■ **Short problem**: Copy the material word for word, from its first line up to and including the line containing "(1058, 258)", and leave out the pictures.

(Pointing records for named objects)
──────

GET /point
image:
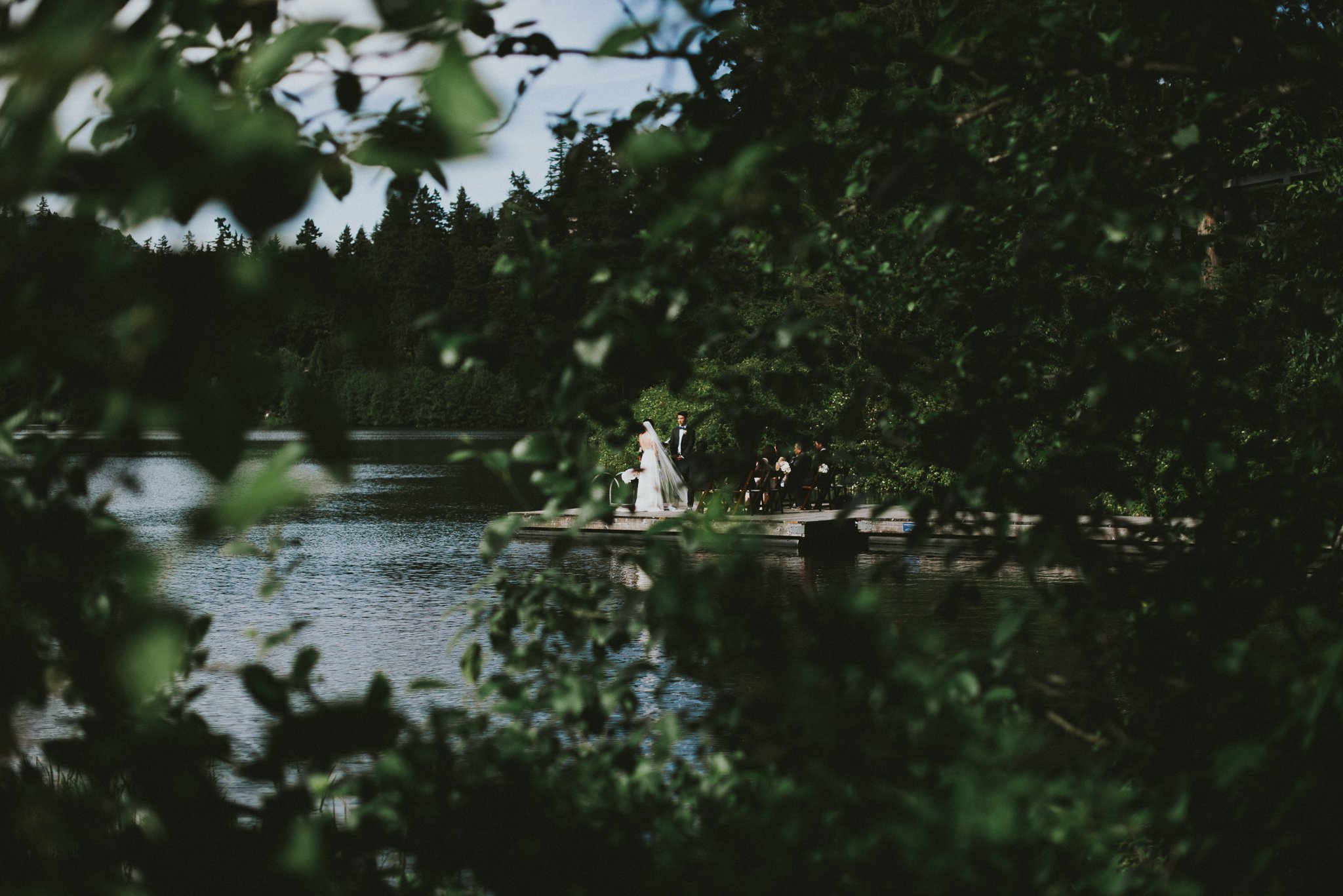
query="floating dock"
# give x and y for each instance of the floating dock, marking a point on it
(853, 530)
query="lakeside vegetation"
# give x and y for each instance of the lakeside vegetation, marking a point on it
(990, 249)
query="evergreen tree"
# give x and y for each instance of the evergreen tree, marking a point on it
(225, 235)
(346, 245)
(428, 210)
(465, 218)
(521, 208)
(308, 235)
(556, 166)
(361, 245)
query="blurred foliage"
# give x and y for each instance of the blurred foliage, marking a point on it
(994, 241)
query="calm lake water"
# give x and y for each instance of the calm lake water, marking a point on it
(383, 570)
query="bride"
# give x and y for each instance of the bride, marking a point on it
(661, 488)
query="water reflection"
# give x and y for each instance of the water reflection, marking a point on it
(383, 570)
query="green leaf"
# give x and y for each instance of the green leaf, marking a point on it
(1185, 138)
(305, 660)
(471, 663)
(350, 92)
(338, 175)
(624, 37)
(265, 690)
(271, 61)
(245, 503)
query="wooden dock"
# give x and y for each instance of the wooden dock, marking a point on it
(852, 530)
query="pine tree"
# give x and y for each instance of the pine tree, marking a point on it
(308, 235)
(363, 245)
(465, 218)
(346, 245)
(556, 167)
(225, 238)
(428, 210)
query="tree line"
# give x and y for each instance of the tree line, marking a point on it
(969, 241)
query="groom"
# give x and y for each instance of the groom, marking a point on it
(681, 445)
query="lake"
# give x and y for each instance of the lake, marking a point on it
(383, 570)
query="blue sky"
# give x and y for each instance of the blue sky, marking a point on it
(590, 88)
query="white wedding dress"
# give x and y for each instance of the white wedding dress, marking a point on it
(661, 488)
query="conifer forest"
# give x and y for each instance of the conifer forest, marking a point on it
(1058, 258)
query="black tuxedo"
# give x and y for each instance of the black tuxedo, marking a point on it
(681, 442)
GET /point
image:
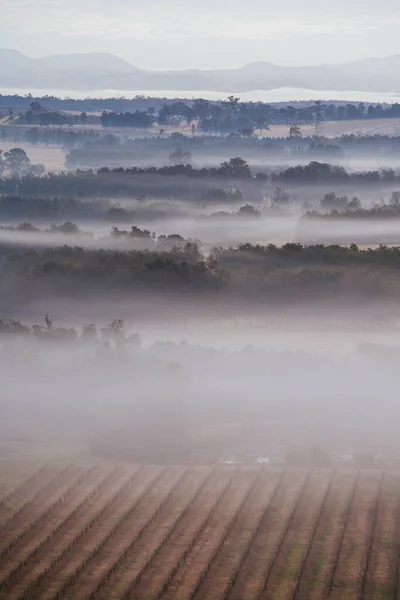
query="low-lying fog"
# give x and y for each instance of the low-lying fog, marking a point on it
(247, 394)
(220, 231)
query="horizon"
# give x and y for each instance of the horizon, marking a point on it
(205, 35)
(166, 69)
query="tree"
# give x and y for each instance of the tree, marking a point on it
(29, 117)
(236, 167)
(295, 132)
(180, 157)
(17, 162)
(280, 198)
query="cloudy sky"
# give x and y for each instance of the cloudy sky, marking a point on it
(161, 34)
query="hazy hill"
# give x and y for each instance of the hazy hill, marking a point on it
(101, 70)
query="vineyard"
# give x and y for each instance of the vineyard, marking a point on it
(197, 533)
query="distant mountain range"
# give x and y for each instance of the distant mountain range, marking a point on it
(98, 71)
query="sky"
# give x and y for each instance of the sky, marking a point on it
(180, 34)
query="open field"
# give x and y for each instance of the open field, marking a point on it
(195, 533)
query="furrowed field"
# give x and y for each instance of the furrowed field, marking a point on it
(198, 533)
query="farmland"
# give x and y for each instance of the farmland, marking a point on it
(191, 533)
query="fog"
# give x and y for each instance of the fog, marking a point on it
(244, 313)
(246, 395)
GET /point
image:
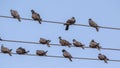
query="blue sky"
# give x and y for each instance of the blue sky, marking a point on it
(103, 12)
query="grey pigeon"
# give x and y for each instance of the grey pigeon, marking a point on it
(93, 24)
(44, 41)
(6, 50)
(67, 54)
(78, 44)
(21, 50)
(0, 38)
(64, 42)
(94, 44)
(36, 16)
(69, 22)
(15, 14)
(41, 52)
(102, 57)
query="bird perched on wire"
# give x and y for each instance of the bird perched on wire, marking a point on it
(69, 22)
(67, 54)
(78, 44)
(93, 24)
(41, 52)
(94, 44)
(21, 50)
(64, 42)
(102, 57)
(15, 14)
(6, 50)
(44, 41)
(36, 16)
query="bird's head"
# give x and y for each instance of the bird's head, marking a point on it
(73, 17)
(74, 40)
(90, 19)
(59, 37)
(11, 10)
(49, 40)
(32, 11)
(99, 54)
(63, 50)
(2, 46)
(92, 40)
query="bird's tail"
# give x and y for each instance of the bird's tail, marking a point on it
(105, 60)
(40, 21)
(46, 53)
(67, 27)
(97, 29)
(98, 46)
(19, 19)
(10, 52)
(70, 59)
(27, 51)
(48, 43)
(82, 47)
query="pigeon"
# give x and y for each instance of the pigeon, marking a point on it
(94, 44)
(15, 14)
(69, 22)
(78, 44)
(21, 50)
(41, 52)
(64, 42)
(67, 55)
(102, 57)
(44, 41)
(0, 38)
(6, 50)
(36, 16)
(93, 24)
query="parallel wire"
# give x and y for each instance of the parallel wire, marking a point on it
(62, 23)
(115, 49)
(63, 57)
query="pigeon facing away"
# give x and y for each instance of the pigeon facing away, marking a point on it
(44, 41)
(67, 54)
(15, 14)
(21, 50)
(6, 50)
(36, 16)
(69, 22)
(64, 42)
(78, 44)
(102, 57)
(93, 24)
(94, 44)
(41, 52)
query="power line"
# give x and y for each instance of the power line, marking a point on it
(53, 44)
(63, 57)
(62, 23)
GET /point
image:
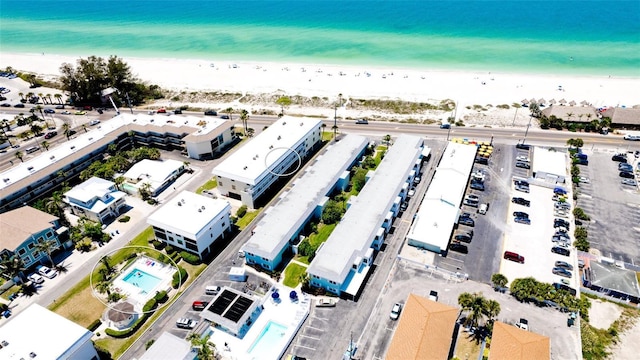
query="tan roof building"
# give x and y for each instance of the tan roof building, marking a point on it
(18, 225)
(512, 343)
(425, 330)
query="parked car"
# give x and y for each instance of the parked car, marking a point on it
(463, 238)
(564, 265)
(466, 221)
(509, 255)
(326, 302)
(477, 185)
(46, 271)
(199, 305)
(521, 201)
(35, 278)
(619, 157)
(395, 311)
(562, 272)
(561, 251)
(186, 323)
(457, 247)
(626, 174)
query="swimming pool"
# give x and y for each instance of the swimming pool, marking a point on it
(142, 280)
(268, 344)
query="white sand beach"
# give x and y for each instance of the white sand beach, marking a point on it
(465, 88)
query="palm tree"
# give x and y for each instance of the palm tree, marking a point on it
(206, 349)
(66, 129)
(244, 117)
(47, 246)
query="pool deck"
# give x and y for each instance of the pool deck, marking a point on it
(152, 267)
(284, 311)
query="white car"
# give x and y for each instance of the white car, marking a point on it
(46, 271)
(35, 278)
(395, 311)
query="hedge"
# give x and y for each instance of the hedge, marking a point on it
(94, 325)
(190, 258)
(180, 275)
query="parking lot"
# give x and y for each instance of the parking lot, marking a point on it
(483, 258)
(614, 208)
(408, 278)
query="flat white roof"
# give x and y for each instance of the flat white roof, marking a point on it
(188, 213)
(550, 161)
(87, 190)
(355, 232)
(169, 346)
(40, 331)
(266, 150)
(155, 172)
(285, 217)
(118, 124)
(439, 208)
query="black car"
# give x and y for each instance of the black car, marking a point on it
(466, 221)
(463, 238)
(619, 157)
(626, 174)
(477, 185)
(560, 250)
(521, 201)
(463, 249)
(520, 214)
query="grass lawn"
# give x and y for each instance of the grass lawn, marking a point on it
(466, 347)
(244, 221)
(292, 274)
(211, 184)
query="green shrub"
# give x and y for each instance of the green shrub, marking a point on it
(94, 325)
(242, 211)
(175, 283)
(190, 258)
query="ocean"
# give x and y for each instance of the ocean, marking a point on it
(552, 37)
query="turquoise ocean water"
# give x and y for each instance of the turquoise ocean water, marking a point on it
(563, 37)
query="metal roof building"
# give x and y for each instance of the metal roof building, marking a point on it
(284, 220)
(440, 207)
(351, 241)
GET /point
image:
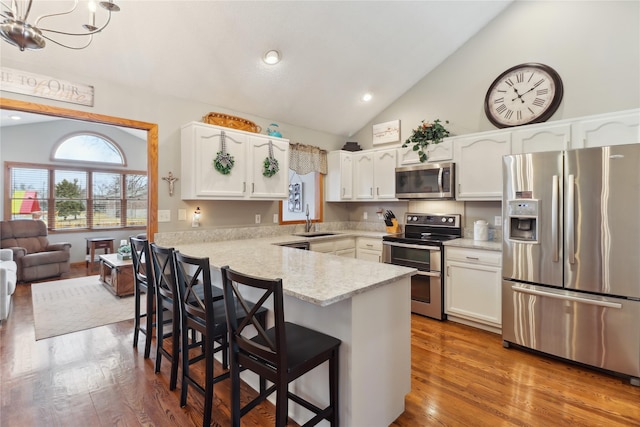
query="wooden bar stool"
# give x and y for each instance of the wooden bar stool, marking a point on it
(279, 354)
(94, 243)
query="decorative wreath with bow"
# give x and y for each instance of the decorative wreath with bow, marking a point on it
(223, 161)
(271, 166)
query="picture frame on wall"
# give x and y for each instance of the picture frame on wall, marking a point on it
(387, 132)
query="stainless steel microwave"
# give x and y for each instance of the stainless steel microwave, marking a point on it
(432, 181)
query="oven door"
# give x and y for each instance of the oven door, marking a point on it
(426, 284)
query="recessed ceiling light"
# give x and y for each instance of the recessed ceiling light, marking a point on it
(271, 57)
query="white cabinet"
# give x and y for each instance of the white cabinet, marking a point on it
(369, 248)
(478, 161)
(339, 176)
(442, 152)
(343, 246)
(473, 287)
(374, 175)
(607, 129)
(200, 144)
(541, 137)
(363, 172)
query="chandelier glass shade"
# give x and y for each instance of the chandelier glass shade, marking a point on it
(16, 29)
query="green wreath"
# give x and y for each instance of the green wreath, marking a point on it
(223, 162)
(271, 166)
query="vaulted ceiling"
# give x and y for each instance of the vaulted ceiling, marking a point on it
(332, 53)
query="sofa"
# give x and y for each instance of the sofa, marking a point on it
(8, 279)
(35, 257)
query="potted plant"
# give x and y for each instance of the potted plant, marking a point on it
(124, 252)
(425, 134)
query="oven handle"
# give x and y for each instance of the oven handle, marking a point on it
(410, 246)
(428, 273)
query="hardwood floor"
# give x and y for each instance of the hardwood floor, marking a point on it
(461, 376)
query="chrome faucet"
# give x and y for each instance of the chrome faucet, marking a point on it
(307, 223)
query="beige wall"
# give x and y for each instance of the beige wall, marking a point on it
(593, 45)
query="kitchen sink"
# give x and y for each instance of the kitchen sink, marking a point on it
(315, 234)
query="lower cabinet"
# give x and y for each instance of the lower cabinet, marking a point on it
(116, 275)
(345, 246)
(369, 249)
(473, 293)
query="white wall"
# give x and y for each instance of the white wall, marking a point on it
(593, 45)
(34, 143)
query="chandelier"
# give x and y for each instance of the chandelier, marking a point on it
(15, 29)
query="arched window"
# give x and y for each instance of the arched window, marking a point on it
(89, 148)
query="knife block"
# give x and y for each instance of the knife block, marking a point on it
(395, 228)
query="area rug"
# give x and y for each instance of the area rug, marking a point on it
(72, 305)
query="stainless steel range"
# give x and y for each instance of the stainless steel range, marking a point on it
(421, 247)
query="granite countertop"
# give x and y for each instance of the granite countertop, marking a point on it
(315, 277)
(488, 245)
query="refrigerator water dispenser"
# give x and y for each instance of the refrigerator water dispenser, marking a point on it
(523, 220)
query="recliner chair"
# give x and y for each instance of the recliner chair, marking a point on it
(35, 256)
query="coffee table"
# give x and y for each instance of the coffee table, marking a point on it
(116, 274)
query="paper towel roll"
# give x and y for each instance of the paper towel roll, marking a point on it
(480, 230)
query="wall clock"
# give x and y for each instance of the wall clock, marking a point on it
(526, 93)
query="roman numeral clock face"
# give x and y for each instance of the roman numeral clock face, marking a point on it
(526, 93)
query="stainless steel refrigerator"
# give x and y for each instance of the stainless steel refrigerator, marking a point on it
(571, 255)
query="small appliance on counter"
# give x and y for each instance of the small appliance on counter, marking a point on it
(391, 222)
(570, 255)
(420, 247)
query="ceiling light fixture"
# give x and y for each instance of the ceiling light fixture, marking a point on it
(272, 57)
(15, 29)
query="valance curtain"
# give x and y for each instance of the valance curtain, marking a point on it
(304, 159)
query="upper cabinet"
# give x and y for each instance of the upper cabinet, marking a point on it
(478, 161)
(442, 152)
(374, 174)
(541, 137)
(200, 145)
(367, 175)
(339, 176)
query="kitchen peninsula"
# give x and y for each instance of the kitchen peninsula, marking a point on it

──────

■ **Response to this exercise**:
GET /point
image:
query="floating dock"
# give x and y for each instance of the floating dock, marking a point on it
(853, 530)
query="lakeside vegetation"
# give x and y for each instance of the lakeside vegetation, marking a point on it
(990, 249)
query="evergreen tree"
# give x and y for each instance of the evergreen tree, marking a point on it
(225, 235)
(346, 245)
(428, 210)
(465, 218)
(521, 208)
(308, 235)
(556, 166)
(361, 245)
query="blurred foliage"
# give x and y for each instance of the blurred foliage, marking a point on it
(994, 241)
query="calm lake water"
# give x and y for each instance of the calm lake water, marking a point on it
(383, 570)
query="bride"
# give x and y for each instance of the bride, marking a point on it
(661, 488)
query="water reflection"
# give x and y for each instance of the water reflection, marking a point on it
(383, 570)
query="green leaf"
# give x and y for each instance of the green leaf, marking a point on it
(1185, 138)
(305, 660)
(471, 663)
(350, 92)
(338, 175)
(624, 37)
(265, 690)
(271, 61)
(245, 503)
query="wooden dock"
# give x and y for each instance of the wooden dock, marking a point on it
(852, 530)
query="pine tree"
# give x and y for each instance of the pine tree, marking a point on it
(308, 235)
(363, 245)
(465, 218)
(346, 245)
(556, 167)
(225, 238)
(428, 210)
query="tree line"
# give x and y for each instance of the tree line, marking a point on it
(969, 241)
query="groom"
# give x and y for each instance of the groom, marking a point on it
(681, 445)
query="lake"
# give x and y for each instance of the lake, marking a point on it
(383, 570)
query="blue sky"
# give x and y for each instance of the blue sky, marking a point on it
(590, 88)
query="white wedding dress"
# give x and y for each instance of the white wedding dress, marking a point on it
(661, 488)
query="conifer forest"
# give x and y for each instance of the conifer forest, marking a point on it
(1058, 258)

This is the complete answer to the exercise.